### Задание 1
Почему автор отрывка о Пришвине не хочет называть его работу словом «творчество»? Ответьте одним-двумя предложениями.
### Задание 2
Продолжите отрывок о Пришвине, начав сразу после его последнего предложения.

===== Избранный отрывок =====

Сказка о правде — страница 2 из 70

Выход из себя — радостная самоотверженность безгранично расширяет пространства, где живет и ожидает нас друг. У Пришвина его устремленность к человеку идет через всю жизнь, причем друг этот может быть за тысячи верст и «даже без имени». Но тем не менее к нему направлено все, о чем пишет художник. Чтобы стать счастливым, достаточно уверенности в том, что друг существует.

Пришвин не запрашивает многого у жизни — он только борется за человеческое достоинство, за лучшее, в то же время строго проверяя себя по природе: не нарушил ли он пределы ее гармонии, ее мудрого равновесия. Пришвин не отделяет вовсе себя от природы, и в то же время он поднимает ее на мыслимую человеческую высоту: «Природа это любовь, а человек — это что из любви можно сделать». И еще он пишет: «Через тоску, через муку, через смерть, через все препятствия сила творчества выводит одного человека навстречу другому».

3

В этих двух берегах, или «мечтах», и протекла жизнь и работа М. М. Пришвина. Не хочется произносить в отношении к этому человеку несколько выспреннее слово «творчество», так все в жизни его естественно, искренно, слитно. Он записал в своем дневнике: «Чем я силен? Только тем, что ценное людям слово покупаю ценой собственной жизни».

Такие слова записал он, конечно, для себя и побоялся бы человеческого к ним прикосновения. «Мечта не выносит самого малого осмеяния», — прочли мы только что у К. Г. Паустовского и не без колебания решились открыть это интимное признание читателю.

Перечитывая написанное Пришвиным за пятьдесят лет, устанавливаешь для себя почти что закон: не устаревает искреннее — такое, где, по слову Пришвина, писатель еще не успевает «излукавиться». И потомки ценят искреннее, пусть даже в чем-то несовершенное, иначе сказать — не довершенное художником по каким-то причинам. Происходят постоянные изменения в сознании, изменения во внешних событиях и обстановке жизни, и в то же время человек остается неизменяемым в своем существе от рождения и до могилы. Это можно сказать о М. М. Пришвине. Впрочем, каждый, кто имеет за плечами долгий путь, тот знает: жизнь, оказывается, коротка, как одно усилие, как рывок в неизведанное пространство. Она так коротка, что ребенок не успевает состариться перед лицом великой вечности, стареет лишь тот, кто поддался Кащею (проще говоря, всякому проявлению зла) или сам превратился в него. Об этом образе Кащея в пришвинском творчестве будет сказано особо.

===== Исходные данные =====

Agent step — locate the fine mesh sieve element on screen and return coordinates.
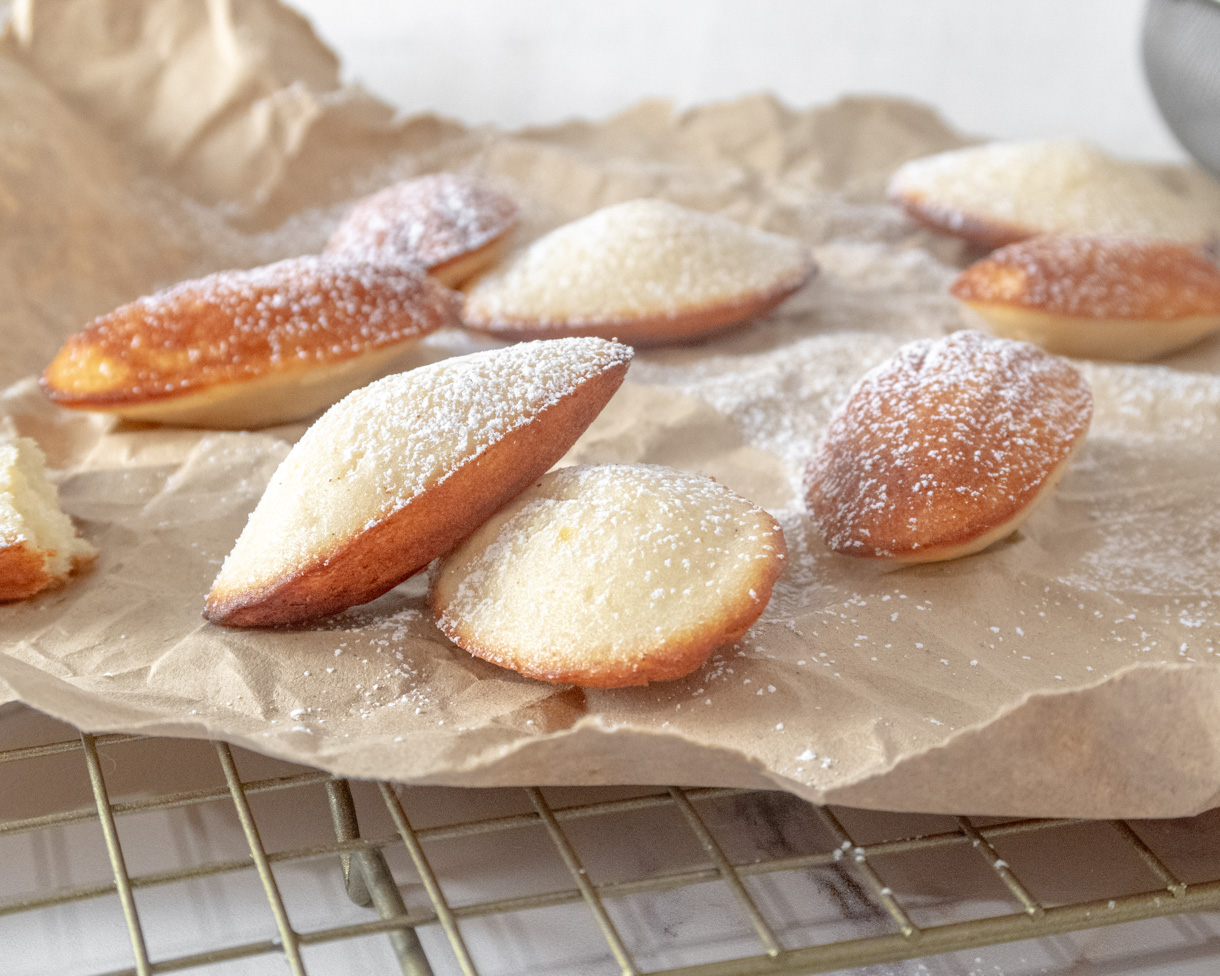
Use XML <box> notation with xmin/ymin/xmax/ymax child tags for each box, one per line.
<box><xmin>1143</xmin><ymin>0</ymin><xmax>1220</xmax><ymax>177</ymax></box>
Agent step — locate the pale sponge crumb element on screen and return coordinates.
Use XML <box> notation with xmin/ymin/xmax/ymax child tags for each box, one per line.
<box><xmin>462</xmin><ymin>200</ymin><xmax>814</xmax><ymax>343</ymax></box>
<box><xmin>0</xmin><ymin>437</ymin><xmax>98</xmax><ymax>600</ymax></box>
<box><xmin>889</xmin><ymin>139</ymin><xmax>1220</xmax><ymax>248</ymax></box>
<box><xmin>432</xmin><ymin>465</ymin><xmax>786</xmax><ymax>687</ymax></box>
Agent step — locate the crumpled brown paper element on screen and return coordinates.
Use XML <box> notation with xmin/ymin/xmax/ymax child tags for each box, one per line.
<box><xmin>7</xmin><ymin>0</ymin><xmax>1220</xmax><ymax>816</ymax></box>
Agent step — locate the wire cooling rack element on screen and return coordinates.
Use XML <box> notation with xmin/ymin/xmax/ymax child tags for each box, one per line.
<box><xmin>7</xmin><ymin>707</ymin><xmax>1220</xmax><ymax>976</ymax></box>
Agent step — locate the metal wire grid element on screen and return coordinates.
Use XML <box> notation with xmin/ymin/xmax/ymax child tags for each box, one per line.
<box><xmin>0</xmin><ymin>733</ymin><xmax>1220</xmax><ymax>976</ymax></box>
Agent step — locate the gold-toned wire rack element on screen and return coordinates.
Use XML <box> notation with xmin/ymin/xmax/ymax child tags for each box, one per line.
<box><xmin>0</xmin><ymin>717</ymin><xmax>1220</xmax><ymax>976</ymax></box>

=====

### Ответ 1
Автору это слово кажется несколько выспренним по отношению к Пришвину, потому что всё в его жизни естественно, искренно и слитно.

### Ответ 2
Человек вырастает из природы, чтобы с нею бороться и в то же время чтобы ее же спасать. Человек этот прекрасен, он должен быть прекрасен! «Забылся от горя и шел по дороге, опустив глаза. Но в лужице увидал лес, и на голубом деревья высились так прекрасно. Да откуда же такое прекрасное небо взялось? Посмотрел — и увидел небо. Так и мое искусство, друзья, не больше лужицы, в которую из-за нашей спины смотрится невидимый нам весь человек с природой своей, небом, деревьями, водами, и я пишу вам только, чтобы вы обратили внимание».

Таков, по мысли Пришвина, и каждый из нас. Таков и мальчик, о котором написан в конце 20-х годов автобиографический роман «Кащеева цепь» (там его зовут Курымушка). Этому же мальчику посвящен и последний в старости недописанный роман «Осударева дорога» (там его зовут Зуек). «Зуек — это я», — говорит Пришвин, начиная последнюю переработку романа незадолго до своей кончины.

Заканчивается роман торжественным открытием вновь построенного канала. Ребенку Зуйку разрешается первому привести в движение работу воды: «Мальчик махнул рукой, на водосбросе повернули ручку — и падун замолчал. Мальчик опять приказал — и падун опять зашумел, и опять, как человек, кто-то в нем все шагает вперед и вперед… Это добрая мысль человека, глядящего в беспредельную даль, о том, что каждый из нас где-то соединен с другим человеком и все мы люди в суровой борьбе за единство свое, все, как капли воды, когда-нибудь придем в Океан».

В. Д. Пришвина

В БОЙ С КАЩЕЕМ



Детство Пришвина, описанное в автобиографическом романе «Кащеева цепь»[2], протекает в русской деревне, переживающей недавнюю реформу 1861 года. В народе назревают настроения близкой революции.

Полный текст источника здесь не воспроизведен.